## What you need to do
Copy every line of the entries below, requests included, but shift each answer outline by adding 50 to all of its coordinates, leaving the sample polygons in the requests unchanged. Leave the pictures out of your reply.

## Records for this exercise
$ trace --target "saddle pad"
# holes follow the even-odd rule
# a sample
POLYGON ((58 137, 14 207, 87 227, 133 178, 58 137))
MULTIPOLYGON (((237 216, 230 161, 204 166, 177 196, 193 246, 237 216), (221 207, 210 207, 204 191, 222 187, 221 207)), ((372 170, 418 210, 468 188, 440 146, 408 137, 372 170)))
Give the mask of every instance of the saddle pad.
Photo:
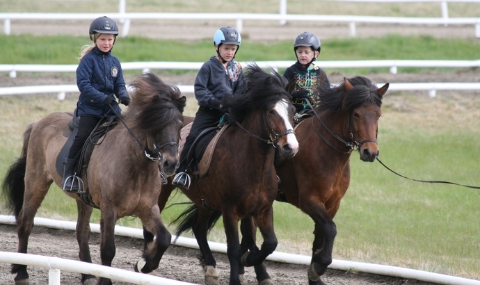
MULTIPOLYGON (((189 123, 182 129, 182 131, 180 132, 180 138, 182 138, 180 139, 180 145, 179 149, 180 153, 182 153, 182 151, 183 150, 184 145, 185 145, 185 140, 186 139, 186 137, 189 136, 189 133, 190 133, 190 130, 192 127, 193 124, 193 122, 189 123)), ((200 177, 205 175, 205 174, 208 171, 208 169, 210 167, 210 162, 211 161, 211 156, 214 154, 214 150, 215 150, 215 145, 216 145, 216 142, 218 140, 218 138, 222 135, 222 133, 223 133, 223 132, 228 127, 228 126, 229 125, 227 124, 220 129, 220 130, 216 131, 215 136, 214 137, 214 138, 211 139, 211 140, 210 140, 210 142, 209 142, 208 145, 207 146, 205 152, 203 153, 203 156, 202 156, 202 159, 200 159, 200 161, 198 162, 198 172, 200 177)))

## Written reply
$ trace --target "saddle pad"
# holes follow the even-odd rule
# a sample
POLYGON ((58 137, 14 207, 87 227, 133 178, 58 137))
MULTIPOLYGON (((237 216, 230 161, 204 166, 177 196, 193 246, 237 216), (221 207, 210 207, 204 191, 222 187, 221 207)), ((372 170, 418 210, 468 188, 440 146, 408 137, 372 170)))
Give the mask of every instance of the saddle pad.
Photo:
MULTIPOLYGON (((239 173, 232 179, 232 181, 230 182, 230 188, 232 188, 230 189, 230 195, 229 199, 230 203, 232 203, 232 201, 233 200, 234 195, 235 195, 235 190, 236 189, 236 187, 239 186, 239 183, 240 183, 240 180, 242 177, 243 174, 243 172, 239 173)), ((250 227, 255 225, 255 224, 258 221, 258 219, 260 217, 260 212, 261 211, 261 206, 264 204, 264 200, 265 200, 265 195, 266 195, 266 192, 268 190, 268 188, 272 185, 272 183, 273 183, 273 182, 278 177, 278 176, 279 175, 277 174, 270 179, 270 180, 266 181, 265 186, 264 187, 264 188, 261 189, 261 190, 260 190, 260 192, 259 192, 258 195, 257 196, 255 202, 253 203, 253 206, 252 206, 252 209, 250 209, 250 211, 248 212, 248 222, 250 227)))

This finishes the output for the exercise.